Reproduce exactly the line that includes "One point for each instance of the embellished" and all lines after it, ending with the last line of the data.

-- Material to process follows --

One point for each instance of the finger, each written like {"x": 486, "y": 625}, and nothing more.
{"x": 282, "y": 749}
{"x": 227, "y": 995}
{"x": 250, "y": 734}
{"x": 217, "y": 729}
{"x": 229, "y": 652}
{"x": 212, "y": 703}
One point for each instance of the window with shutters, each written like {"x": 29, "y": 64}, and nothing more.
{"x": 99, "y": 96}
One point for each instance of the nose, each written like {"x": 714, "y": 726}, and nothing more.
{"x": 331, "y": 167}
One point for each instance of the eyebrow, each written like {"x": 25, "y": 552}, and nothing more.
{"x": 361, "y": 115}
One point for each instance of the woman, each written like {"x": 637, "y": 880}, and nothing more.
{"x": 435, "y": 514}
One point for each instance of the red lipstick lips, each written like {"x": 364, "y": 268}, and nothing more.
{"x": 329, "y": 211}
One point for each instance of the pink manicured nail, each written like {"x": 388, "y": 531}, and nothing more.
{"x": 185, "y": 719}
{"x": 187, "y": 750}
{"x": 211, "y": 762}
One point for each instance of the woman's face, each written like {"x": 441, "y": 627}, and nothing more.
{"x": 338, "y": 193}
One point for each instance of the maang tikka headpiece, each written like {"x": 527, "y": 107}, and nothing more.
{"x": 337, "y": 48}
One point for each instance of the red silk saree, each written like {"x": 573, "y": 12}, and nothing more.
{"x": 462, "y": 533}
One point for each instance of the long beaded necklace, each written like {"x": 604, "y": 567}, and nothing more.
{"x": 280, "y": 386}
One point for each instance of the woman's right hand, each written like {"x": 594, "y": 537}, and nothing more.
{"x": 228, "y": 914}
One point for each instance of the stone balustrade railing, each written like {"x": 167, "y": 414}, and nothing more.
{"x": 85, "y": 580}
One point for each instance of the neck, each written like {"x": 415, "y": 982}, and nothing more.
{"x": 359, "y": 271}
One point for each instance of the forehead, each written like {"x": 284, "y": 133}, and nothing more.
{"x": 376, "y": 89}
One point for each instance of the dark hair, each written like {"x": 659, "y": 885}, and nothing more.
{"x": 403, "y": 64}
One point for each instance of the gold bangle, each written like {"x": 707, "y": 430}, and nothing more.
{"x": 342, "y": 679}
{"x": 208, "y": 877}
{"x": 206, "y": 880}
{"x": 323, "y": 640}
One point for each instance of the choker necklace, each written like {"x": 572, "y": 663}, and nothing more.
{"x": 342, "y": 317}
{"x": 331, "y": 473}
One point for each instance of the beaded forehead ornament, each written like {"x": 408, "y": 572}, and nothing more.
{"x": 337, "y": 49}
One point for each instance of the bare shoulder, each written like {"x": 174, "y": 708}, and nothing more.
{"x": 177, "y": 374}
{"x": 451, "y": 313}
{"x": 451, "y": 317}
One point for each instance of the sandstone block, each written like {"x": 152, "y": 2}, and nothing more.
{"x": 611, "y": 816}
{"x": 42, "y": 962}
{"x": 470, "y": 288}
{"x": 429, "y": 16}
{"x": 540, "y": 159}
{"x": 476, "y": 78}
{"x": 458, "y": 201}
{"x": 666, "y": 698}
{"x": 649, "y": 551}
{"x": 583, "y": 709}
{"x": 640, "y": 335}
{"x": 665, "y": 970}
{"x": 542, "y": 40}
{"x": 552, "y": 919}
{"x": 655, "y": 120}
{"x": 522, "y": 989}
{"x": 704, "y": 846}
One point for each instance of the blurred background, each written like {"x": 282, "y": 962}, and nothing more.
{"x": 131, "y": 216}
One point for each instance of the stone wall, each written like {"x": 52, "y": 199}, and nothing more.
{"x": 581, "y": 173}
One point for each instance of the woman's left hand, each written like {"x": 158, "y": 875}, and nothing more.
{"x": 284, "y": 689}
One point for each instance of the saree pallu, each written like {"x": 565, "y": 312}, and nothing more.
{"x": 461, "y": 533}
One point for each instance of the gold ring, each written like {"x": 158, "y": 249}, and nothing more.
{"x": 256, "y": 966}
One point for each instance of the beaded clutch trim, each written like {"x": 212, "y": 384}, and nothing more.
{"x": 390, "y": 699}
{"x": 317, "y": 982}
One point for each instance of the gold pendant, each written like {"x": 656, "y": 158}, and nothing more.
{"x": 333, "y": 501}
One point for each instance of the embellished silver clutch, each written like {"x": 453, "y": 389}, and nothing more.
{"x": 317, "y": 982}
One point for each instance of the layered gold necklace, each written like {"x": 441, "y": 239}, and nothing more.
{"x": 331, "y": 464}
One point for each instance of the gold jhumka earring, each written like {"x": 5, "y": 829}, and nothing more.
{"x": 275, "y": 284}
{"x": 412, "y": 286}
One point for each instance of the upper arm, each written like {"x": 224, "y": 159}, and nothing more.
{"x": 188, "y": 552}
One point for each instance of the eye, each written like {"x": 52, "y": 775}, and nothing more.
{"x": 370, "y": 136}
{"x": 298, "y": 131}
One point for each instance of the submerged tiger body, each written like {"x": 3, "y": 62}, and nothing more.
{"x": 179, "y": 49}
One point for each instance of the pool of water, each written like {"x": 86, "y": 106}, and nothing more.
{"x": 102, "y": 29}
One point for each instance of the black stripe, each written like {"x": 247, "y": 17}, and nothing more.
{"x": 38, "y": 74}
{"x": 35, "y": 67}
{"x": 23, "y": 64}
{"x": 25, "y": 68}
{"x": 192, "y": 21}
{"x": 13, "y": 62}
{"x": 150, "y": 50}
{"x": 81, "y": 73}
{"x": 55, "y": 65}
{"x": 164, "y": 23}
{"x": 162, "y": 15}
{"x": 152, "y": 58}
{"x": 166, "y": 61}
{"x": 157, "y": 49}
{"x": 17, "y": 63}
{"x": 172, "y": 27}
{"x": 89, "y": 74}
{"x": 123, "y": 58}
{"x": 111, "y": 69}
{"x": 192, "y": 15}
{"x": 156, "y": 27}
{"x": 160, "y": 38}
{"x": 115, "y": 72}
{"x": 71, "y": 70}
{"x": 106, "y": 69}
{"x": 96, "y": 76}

-- Material to process concluded --

▶ Exercise solution:
One point for each instance of the embellished silver clutch, each written like {"x": 453, "y": 389}, and nothing more.
{"x": 317, "y": 982}
One point for each instance of the layered gold necklace, each written like {"x": 441, "y": 239}, and nothing more.
{"x": 331, "y": 464}
One point for each instance of the gold jhumka earring, each written like {"x": 5, "y": 829}, and nothing more.
{"x": 275, "y": 284}
{"x": 412, "y": 286}
One point for each instance of the upper arm, each written like {"x": 224, "y": 159}, and nothing more.
{"x": 188, "y": 552}
One point for each instance of the eye, each written like {"x": 52, "y": 775}, and nothing more.
{"x": 370, "y": 136}
{"x": 298, "y": 131}
One point for each instance of the submerged tiger body, each written like {"x": 3, "y": 62}, and nothing more.
{"x": 179, "y": 49}
One point for each instance of the pool of water, each written like {"x": 86, "y": 106}, and nothing more.
{"x": 102, "y": 29}
One point for each instance of the black stripe, each written like {"x": 247, "y": 17}, and nothing more.
{"x": 38, "y": 74}
{"x": 35, "y": 67}
{"x": 23, "y": 64}
{"x": 25, "y": 68}
{"x": 192, "y": 21}
{"x": 13, "y": 62}
{"x": 150, "y": 50}
{"x": 81, "y": 73}
{"x": 55, "y": 65}
{"x": 164, "y": 23}
{"x": 162, "y": 15}
{"x": 152, "y": 58}
{"x": 166, "y": 61}
{"x": 157, "y": 49}
{"x": 17, "y": 63}
{"x": 172, "y": 27}
{"x": 89, "y": 74}
{"x": 123, "y": 58}
{"x": 111, "y": 69}
{"x": 192, "y": 15}
{"x": 156, "y": 27}
{"x": 160, "y": 38}
{"x": 115, "y": 72}
{"x": 71, "y": 70}
{"x": 106, "y": 69}
{"x": 96, "y": 76}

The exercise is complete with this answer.